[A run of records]
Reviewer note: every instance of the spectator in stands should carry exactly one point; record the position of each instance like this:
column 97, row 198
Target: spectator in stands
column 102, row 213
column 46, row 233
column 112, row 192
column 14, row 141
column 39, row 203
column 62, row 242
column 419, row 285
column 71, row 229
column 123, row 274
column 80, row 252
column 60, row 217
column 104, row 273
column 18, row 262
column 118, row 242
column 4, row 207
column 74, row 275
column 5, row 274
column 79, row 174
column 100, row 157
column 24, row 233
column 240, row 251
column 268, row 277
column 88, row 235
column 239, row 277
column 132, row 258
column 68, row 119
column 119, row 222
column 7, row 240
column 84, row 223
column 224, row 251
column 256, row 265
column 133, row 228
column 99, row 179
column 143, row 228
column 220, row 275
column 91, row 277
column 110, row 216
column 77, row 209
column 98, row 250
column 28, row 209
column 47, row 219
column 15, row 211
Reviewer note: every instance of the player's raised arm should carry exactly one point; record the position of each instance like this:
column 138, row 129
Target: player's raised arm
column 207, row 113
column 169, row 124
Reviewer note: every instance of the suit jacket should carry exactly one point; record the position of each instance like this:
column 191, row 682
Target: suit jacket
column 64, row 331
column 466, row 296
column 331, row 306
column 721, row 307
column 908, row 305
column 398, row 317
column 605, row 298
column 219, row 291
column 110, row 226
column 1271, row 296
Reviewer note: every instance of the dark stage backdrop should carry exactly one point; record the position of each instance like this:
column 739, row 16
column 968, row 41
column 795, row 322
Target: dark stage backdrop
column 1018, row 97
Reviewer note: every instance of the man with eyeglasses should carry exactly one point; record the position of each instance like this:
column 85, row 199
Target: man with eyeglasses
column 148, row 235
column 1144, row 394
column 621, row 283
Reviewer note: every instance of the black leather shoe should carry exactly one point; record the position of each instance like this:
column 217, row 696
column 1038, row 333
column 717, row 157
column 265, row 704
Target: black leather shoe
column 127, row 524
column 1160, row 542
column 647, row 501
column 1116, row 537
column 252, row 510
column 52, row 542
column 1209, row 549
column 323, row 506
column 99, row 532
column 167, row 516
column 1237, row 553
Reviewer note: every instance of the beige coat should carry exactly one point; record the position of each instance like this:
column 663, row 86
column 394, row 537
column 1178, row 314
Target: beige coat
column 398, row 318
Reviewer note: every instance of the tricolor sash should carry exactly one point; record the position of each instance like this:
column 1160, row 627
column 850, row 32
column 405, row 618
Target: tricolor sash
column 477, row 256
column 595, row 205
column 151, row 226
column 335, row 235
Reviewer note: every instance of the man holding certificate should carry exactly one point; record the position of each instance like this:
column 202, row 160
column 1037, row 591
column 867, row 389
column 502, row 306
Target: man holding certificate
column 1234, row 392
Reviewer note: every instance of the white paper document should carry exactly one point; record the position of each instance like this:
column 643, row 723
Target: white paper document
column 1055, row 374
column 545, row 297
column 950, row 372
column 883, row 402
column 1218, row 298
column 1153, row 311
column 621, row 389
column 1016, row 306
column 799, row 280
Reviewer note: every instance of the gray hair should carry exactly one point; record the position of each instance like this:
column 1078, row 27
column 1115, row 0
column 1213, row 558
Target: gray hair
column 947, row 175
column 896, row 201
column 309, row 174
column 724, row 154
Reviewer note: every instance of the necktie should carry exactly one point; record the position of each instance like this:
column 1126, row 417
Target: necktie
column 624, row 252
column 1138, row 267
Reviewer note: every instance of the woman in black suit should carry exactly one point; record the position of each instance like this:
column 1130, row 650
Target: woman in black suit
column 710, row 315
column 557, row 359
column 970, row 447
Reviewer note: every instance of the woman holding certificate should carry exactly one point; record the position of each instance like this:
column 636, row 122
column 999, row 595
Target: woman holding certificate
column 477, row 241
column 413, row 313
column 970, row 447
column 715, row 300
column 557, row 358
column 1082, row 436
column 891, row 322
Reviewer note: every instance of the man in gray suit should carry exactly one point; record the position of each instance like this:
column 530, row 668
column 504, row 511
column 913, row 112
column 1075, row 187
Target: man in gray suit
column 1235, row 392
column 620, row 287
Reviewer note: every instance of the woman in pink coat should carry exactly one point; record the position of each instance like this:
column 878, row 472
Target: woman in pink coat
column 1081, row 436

Task goal
Output every line of the listing above as a JSON list of strings, one string per line, leaving out blank lines.

Written answer
[
  "Reviewer note: every instance of the spectator in stands should carry exactly one point; record the position of each instance like this:",
  "column 97, row 198",
  "Target: spectator in stands",
  "column 102, row 213",
  "column 46, row 233",
  "column 112, row 192",
  "column 14, row 141",
  "column 39, row 203",
  "column 62, row 242",
  "column 419, row 285",
  "column 71, row 229",
  "column 123, row 274",
  "column 80, row 252",
  "column 60, row 217",
  "column 104, row 273",
  "column 18, row 262",
  "column 118, row 242",
  "column 4, row 207",
  "column 74, row 275",
  "column 5, row 274",
  "column 79, row 174",
  "column 100, row 157",
  "column 24, row 233",
  "column 240, row 251",
  "column 268, row 277",
  "column 88, row 235",
  "column 239, row 277",
  "column 132, row 258",
  "column 68, row 119",
  "column 119, row 222",
  "column 7, row 240",
  "column 84, row 223",
  "column 224, row 251",
  "column 256, row 265",
  "column 133, row 228",
  "column 99, row 179",
  "column 143, row 228",
  "column 220, row 275",
  "column 91, row 277",
  "column 110, row 216",
  "column 77, row 209",
  "column 98, row 250",
  "column 28, row 209",
  "column 47, row 219",
  "column 15, row 211",
  "Reviewer note: every instance of the player's raised arm should carry exactly one point; record the position of each instance like this:",
  "column 138, row 129",
  "Target: player's raised arm",
  "column 207, row 113",
  "column 169, row 124",
  "Reviewer note: every instance of the suit jacket should carry exactly one point; record the position of each instance like this:",
  "column 191, row 682",
  "Target: suit jacket",
  "column 64, row 331",
  "column 466, row 296",
  "column 331, row 306",
  "column 721, row 307",
  "column 908, row 305",
  "column 398, row 317",
  "column 605, row 298",
  "column 219, row 291",
  "column 110, row 226",
  "column 1271, row 296",
  "Reviewer note: every instance of the dark stage backdrop should carry exactly one point; record the position of each instance like this:",
  "column 739, row 16",
  "column 968, row 41",
  "column 795, row 322",
  "Target: dark stage backdrop",
  "column 1018, row 97",
  "Reviewer note: every instance of the man with eyeglasses should carry exactly one point; record the position of each instance like this:",
  "column 85, row 199",
  "Target: man with eyeglasses",
  "column 148, row 235",
  "column 1144, row 394",
  "column 621, row 283",
  "Reviewer note: every instance of the black leather shoe should carry exactly one point; record the position of each instance like this:",
  "column 217, row 696",
  "column 1038, row 333",
  "column 717, row 157",
  "column 265, row 704",
  "Target: black leather shoe",
  "column 127, row 524",
  "column 1160, row 542",
  "column 647, row 501",
  "column 1116, row 537",
  "column 252, row 510",
  "column 52, row 542",
  "column 1209, row 549",
  "column 323, row 506",
  "column 99, row 532",
  "column 167, row 516",
  "column 1237, row 553",
  "Reviewer note: every instance of the beige coat should carry exactly one point; record the position of each instance like this:",
  "column 663, row 86",
  "column 394, row 537",
  "column 1178, row 314",
  "Target: beige coat",
  "column 398, row 318",
  "Reviewer note: every instance of the tricolor sash should carry exactly one point; record the position of each instance like this:",
  "column 1160, row 627",
  "column 850, row 32",
  "column 405, row 618",
  "Target: tricolor sash",
  "column 477, row 256",
  "column 595, row 205",
  "column 151, row 226",
  "column 335, row 235",
  "Reviewer note: every instance of the man holding certificate should carry exactly one point; record the position of each instance like this:",
  "column 202, row 160",
  "column 1037, row 591",
  "column 867, row 389",
  "column 502, row 306",
  "Target: man holding certificate",
  "column 1234, row 392",
  "Reviewer note: every instance of the white paper document should carry exactly one point; record the position of each instance like this:",
  "column 643, row 723",
  "Target: white paper document",
  "column 1055, row 374",
  "column 545, row 297",
  "column 950, row 372",
  "column 883, row 402",
  "column 1218, row 298",
  "column 1153, row 311",
  "column 621, row 389",
  "column 1016, row 306",
  "column 799, row 280",
  "Reviewer note: every instance of the gray hair should carry exactly one point; record the position of each instance like this:",
  "column 1078, row 27",
  "column 1115, row 0",
  "column 1213, row 558",
  "Target: gray hair",
  "column 947, row 175",
  "column 896, row 201",
  "column 309, row 174",
  "column 724, row 154",
  "Reviewer note: every instance of the necktie should carry exactly one point; record the position of each instance like this:",
  "column 1126, row 417",
  "Target: necktie",
  "column 624, row 252",
  "column 1138, row 267",
  "Reviewer note: every instance of the woman in black suit should carry exactly one point; record the position of each instance like this:",
  "column 1130, row 650",
  "Target: woman in black suit",
  "column 710, row 315",
  "column 557, row 359",
  "column 970, row 447",
  "Reviewer note: every instance of the woman holding certificate should carry exactly one point; record the position of each instance like this:",
  "column 636, row 122",
  "column 999, row 595",
  "Target: woman holding certificate",
  "column 477, row 241",
  "column 413, row 313",
  "column 970, row 447",
  "column 715, row 300",
  "column 557, row 358",
  "column 1082, row 436",
  "column 891, row 322",
  "Reviewer note: every instance of the man in gray suit should carry exactly one point; record the position of each instance like this:",
  "column 530, row 668",
  "column 504, row 511",
  "column 913, row 112",
  "column 1075, row 187",
  "Target: man in gray suit",
  "column 1235, row 392",
  "column 620, row 287",
  "Reviewer note: every instance of the woman in pink coat should carry exactly one point; record the position of each instance like this:",
  "column 878, row 472",
  "Target: woman in pink coat",
  "column 1081, row 436"
]